===== Task material =====

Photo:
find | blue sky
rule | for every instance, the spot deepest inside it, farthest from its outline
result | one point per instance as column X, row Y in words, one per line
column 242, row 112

=====
===== Task material =====

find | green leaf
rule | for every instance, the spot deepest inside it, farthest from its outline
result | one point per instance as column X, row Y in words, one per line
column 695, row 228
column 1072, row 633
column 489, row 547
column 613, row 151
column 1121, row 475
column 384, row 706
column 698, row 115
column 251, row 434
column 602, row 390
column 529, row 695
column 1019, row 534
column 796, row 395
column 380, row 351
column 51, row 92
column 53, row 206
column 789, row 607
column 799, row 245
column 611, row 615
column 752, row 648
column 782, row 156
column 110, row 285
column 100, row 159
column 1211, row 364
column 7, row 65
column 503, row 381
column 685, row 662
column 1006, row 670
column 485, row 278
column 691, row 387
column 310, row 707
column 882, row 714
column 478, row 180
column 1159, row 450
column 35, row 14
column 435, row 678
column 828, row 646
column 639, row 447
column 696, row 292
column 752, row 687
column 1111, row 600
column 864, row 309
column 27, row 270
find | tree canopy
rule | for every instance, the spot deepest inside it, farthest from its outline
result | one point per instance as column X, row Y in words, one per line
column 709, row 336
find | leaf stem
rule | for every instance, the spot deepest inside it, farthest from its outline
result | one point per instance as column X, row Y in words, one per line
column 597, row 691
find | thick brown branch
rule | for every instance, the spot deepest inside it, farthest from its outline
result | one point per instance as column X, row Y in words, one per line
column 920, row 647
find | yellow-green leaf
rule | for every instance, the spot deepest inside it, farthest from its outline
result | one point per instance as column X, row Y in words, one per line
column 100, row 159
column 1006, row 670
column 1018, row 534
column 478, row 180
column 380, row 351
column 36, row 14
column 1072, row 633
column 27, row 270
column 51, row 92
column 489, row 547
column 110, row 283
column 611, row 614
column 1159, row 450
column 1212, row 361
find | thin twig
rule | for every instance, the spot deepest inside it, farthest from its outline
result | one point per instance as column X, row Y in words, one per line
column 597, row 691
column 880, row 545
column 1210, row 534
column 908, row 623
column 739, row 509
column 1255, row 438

=====
===== Task material =====

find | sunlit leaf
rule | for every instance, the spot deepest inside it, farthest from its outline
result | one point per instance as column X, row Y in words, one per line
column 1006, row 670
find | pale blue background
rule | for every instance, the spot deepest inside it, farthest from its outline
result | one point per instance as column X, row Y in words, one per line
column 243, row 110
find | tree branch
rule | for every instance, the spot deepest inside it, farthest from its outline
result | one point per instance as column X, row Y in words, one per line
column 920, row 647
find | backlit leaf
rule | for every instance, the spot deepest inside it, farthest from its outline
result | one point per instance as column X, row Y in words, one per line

=====

[Task to carry out] From the records above, print only the lines between the one holding "find | tree branch" and the one holding "find | backlit leaf", inclusive, exactly as they stand.

[Exercise result]
find | tree branch
rule | for every instance, the spot deepest inside it, farthest from its outline
result | one point per instance as column X, row Y in words, one per line
column 920, row 647
find | backlit leaf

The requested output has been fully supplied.